YOUR TASK. Would you find each line in the entries below with the string "flower" and copy it?

EXERCISE MATERIALS.
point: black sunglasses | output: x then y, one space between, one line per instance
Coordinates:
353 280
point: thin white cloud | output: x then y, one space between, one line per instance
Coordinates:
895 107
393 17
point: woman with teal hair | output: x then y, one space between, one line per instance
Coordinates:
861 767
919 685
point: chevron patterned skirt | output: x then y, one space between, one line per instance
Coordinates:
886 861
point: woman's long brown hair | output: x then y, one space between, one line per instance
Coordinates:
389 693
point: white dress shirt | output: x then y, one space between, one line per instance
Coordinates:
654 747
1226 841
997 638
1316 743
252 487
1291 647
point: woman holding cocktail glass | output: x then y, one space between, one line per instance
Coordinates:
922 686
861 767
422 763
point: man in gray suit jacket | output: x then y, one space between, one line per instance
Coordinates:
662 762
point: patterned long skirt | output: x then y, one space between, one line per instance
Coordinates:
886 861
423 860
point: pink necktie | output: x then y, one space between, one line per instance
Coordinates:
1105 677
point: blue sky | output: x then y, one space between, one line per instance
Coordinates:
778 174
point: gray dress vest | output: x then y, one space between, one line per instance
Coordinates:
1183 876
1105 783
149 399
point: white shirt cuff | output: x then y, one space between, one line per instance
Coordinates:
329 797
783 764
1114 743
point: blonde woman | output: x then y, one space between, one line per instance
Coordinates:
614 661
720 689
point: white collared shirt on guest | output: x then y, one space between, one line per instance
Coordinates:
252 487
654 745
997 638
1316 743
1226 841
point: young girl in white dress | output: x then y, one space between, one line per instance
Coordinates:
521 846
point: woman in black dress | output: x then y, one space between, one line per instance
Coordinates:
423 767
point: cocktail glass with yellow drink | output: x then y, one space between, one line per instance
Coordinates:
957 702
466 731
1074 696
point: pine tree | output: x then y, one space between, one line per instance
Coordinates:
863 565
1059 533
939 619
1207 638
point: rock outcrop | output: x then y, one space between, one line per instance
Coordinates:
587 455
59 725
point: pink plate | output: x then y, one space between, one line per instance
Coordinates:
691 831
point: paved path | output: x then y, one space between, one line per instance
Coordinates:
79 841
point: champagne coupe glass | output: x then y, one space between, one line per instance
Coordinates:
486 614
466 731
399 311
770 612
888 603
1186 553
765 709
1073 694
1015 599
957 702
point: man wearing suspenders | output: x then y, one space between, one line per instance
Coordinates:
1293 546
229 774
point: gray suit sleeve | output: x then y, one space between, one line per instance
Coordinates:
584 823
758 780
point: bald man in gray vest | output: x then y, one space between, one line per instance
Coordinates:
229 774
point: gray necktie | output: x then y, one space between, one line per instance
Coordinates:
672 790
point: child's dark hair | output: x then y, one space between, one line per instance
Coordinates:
==
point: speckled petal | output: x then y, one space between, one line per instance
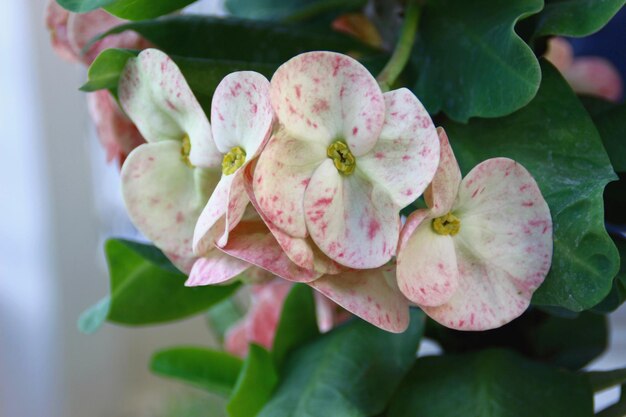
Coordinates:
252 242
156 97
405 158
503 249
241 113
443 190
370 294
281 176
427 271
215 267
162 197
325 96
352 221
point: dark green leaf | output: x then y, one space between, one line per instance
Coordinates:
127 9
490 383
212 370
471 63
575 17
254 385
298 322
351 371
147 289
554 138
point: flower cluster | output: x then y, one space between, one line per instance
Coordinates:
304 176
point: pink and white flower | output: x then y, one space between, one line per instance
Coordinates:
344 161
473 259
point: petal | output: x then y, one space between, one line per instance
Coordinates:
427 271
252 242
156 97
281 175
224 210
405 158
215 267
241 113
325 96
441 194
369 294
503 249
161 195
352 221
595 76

WRITTEN ANSWER.
point: flower cluster | output: x then y, one space between, one line per instance
point: pink and white flower | output: x then y, one space between, one line per instance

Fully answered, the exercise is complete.